A line below contains "Query: brown surface", and a later one contains "[(235, 151)]". Repeat both, with every line between them, exactly.

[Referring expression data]
* * *
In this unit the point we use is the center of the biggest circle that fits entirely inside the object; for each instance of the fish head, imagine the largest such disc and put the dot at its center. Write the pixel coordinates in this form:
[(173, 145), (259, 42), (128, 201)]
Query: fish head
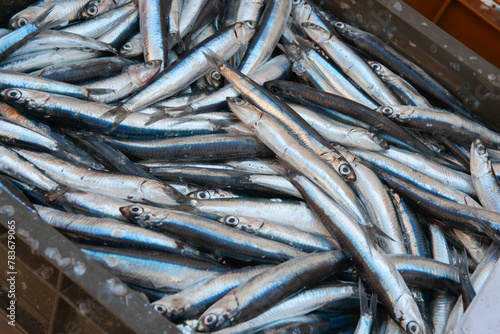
[(96, 7), (160, 194), (244, 31), (245, 111), (346, 30), (136, 214), (378, 68), (398, 113), (367, 140), (301, 11), (27, 16), (25, 99), (480, 163), (408, 315), (219, 315), (140, 74), (315, 32)]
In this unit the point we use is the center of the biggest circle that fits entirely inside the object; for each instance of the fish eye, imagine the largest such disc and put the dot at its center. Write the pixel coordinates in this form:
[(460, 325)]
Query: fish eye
[(275, 90), (14, 94), (92, 10), (238, 101), (203, 194), (232, 221), (345, 170), (22, 21), (210, 320), (387, 110), (376, 67), (160, 308), (413, 327), (136, 210), (250, 24), (215, 75)]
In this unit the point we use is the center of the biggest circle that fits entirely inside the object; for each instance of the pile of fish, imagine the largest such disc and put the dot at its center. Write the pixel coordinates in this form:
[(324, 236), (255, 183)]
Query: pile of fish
[(250, 165)]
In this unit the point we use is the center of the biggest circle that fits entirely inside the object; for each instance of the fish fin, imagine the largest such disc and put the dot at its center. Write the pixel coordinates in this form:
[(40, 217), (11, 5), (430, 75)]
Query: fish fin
[(363, 300), (118, 113), (57, 22), (374, 231), (155, 117), (213, 59), (53, 195), (373, 305), (485, 228), (100, 91)]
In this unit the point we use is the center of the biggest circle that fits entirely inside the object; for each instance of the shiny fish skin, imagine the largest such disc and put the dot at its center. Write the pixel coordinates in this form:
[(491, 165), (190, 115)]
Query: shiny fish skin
[(269, 287), (206, 233), (194, 148), (193, 301), (112, 232), (484, 179), (297, 155), (16, 166), (160, 271), (132, 188), (372, 264), (304, 241), (301, 303), (191, 66), (443, 122), (61, 109), (122, 85), (351, 64), (272, 24)]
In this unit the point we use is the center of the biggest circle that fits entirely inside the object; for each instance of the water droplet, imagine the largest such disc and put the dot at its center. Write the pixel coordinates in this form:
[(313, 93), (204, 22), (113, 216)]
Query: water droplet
[(45, 272), (8, 210), (112, 261), (79, 268)]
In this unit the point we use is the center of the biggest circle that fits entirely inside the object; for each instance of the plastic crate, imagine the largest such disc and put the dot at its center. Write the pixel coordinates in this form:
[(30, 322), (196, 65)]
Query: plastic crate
[(474, 80), (470, 21), (58, 289)]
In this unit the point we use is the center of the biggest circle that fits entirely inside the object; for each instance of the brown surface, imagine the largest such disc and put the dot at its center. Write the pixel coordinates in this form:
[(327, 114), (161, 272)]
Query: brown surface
[(474, 24)]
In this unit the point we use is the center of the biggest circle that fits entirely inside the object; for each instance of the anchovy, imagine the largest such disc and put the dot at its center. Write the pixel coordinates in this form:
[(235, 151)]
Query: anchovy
[(193, 301), (205, 233), (374, 266), (484, 179), (112, 232), (99, 25), (299, 92), (127, 187), (292, 236), (351, 64), (300, 304), (272, 286), (267, 35), (443, 122), (174, 78), (160, 271), (122, 85)]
* * *
* _RESPONSE_
Query: brown surface
[(474, 24)]
In this unit the point we use is the center of the biggest circle that fits entirely inside the object; for each instance of the anchovy, imagine the largest such disc and put the dot at its center. Write the pixel coordinates in this form:
[(235, 151)]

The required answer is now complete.